Iran reentered the global economy as years of crippling international sanctions ended in exchange for the verified disabling of much of its nuclear infrastructure. Earlier, Iran sent a major shipment of low-enriched uranium materials to Russia, a key step in Tehran’s implementation of historic nuclear agreement with world powers.
The United States and European nations lifted oil and financial sanctions on Iran on 16th of this month and released roughly $100 billion of its assets after international inspectors concluded that the country had followed its promises to abolish large sections of its nuclear program. Some of those sanctions apply to Iran’s ballistic missile program, and the Obama administration has come under sharp criticism from lawmakers for not imposing new restrictions on Iran over its test firing of missiles.
Iran’s President Hassan Rouhani has briefed that the lifting of sanctions against country as “historic” and a “great victory”, declaring that the country is now reopening its doors to the international economy.
Iran reenters world economy – global impacts
The shale revolution in the United States has dramatically altered the global energy landscape. With the introduction of Iran into oil exporting, already plunged crude oil price will be lowered again. So the oil importing countries like India benefits from the lifting of sanctions on Iran. Iran is prepared to start shipping crude oil to old business partners in Europe and India with the United Nation gave a clean chit to Tehran’s nuclear program.

◆ ◆ ◆ ◆ ◆ ◆ ◆

*Required work*:
1. List every country named in the text on Iran's return to the world economy.
2. Please pick up the text on Iran's return to the world economy after its last sentence and carry it on.

◆ ◆ ◆ ◆ ◆ ◆ ◆

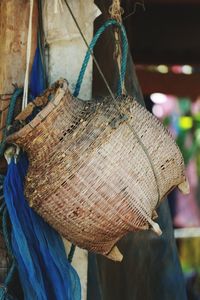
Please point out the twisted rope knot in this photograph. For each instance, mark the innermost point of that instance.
(116, 11)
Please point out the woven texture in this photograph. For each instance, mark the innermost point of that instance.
(96, 174)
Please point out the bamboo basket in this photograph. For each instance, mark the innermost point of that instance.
(98, 170)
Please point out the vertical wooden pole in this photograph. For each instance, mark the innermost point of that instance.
(14, 17)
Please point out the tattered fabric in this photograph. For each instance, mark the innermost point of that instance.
(44, 270)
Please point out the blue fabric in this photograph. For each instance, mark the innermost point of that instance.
(44, 270)
(37, 78)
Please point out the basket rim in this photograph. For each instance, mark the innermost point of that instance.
(61, 91)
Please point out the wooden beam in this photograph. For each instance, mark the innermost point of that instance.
(175, 84)
(14, 18)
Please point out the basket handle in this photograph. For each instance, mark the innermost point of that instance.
(90, 50)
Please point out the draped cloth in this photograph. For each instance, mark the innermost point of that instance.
(44, 270)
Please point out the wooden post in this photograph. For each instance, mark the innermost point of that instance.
(14, 18)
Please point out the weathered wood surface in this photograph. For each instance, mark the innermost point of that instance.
(14, 19)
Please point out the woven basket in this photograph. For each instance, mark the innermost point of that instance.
(98, 169)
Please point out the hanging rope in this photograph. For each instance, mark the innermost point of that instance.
(116, 12)
(28, 57)
(154, 225)
(90, 52)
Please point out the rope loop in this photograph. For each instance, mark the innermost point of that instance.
(107, 24)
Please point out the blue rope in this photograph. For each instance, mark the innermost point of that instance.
(90, 50)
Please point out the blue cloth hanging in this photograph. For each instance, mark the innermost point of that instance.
(44, 270)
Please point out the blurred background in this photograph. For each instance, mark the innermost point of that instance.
(165, 45)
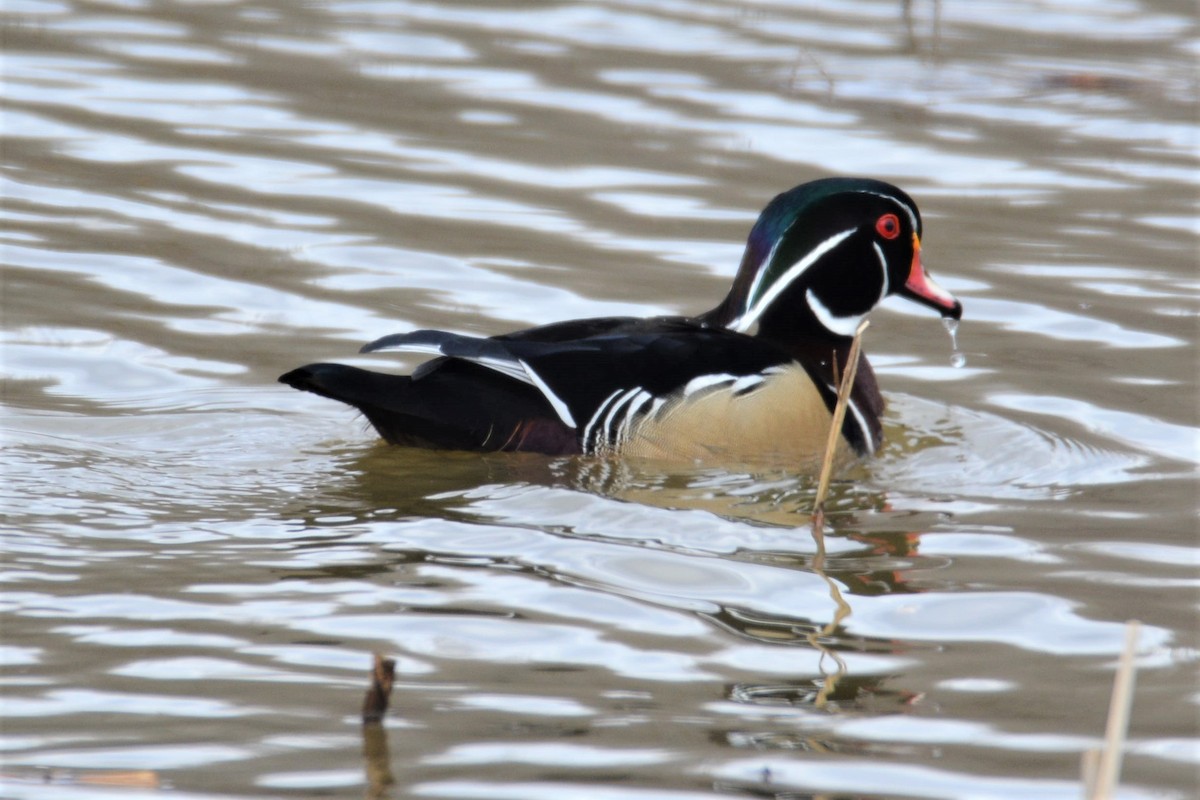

◆ ◆ ◆ ◆ ◆ ◆ ◆

*Responses for each task*:
1. Iran, Russia, the United States, India

2.
Those share markets which are dominated by energy firms, who fear that oil will fall further from its current 12-year low of $28 when Iran resumes oil exports, experiencing tough situation. Although Gulf nations are petroleum-based economies, listed companies in most sectors were down. It is because Iran is now expected to be the main beneficiary of billions of dollars of new investment from the West – money which was spent in other Gulf nations previously.
China’s crude oil imports are expected to rise in 2016. However, the slowing Chinese economy is a creating a big crack in the global crude oil market. Demand is expected to be weak in Europe due to the slowing European economy and a warmer-than-normal winter. So experts say that oil price might fall below $20 per barrel in the coming months.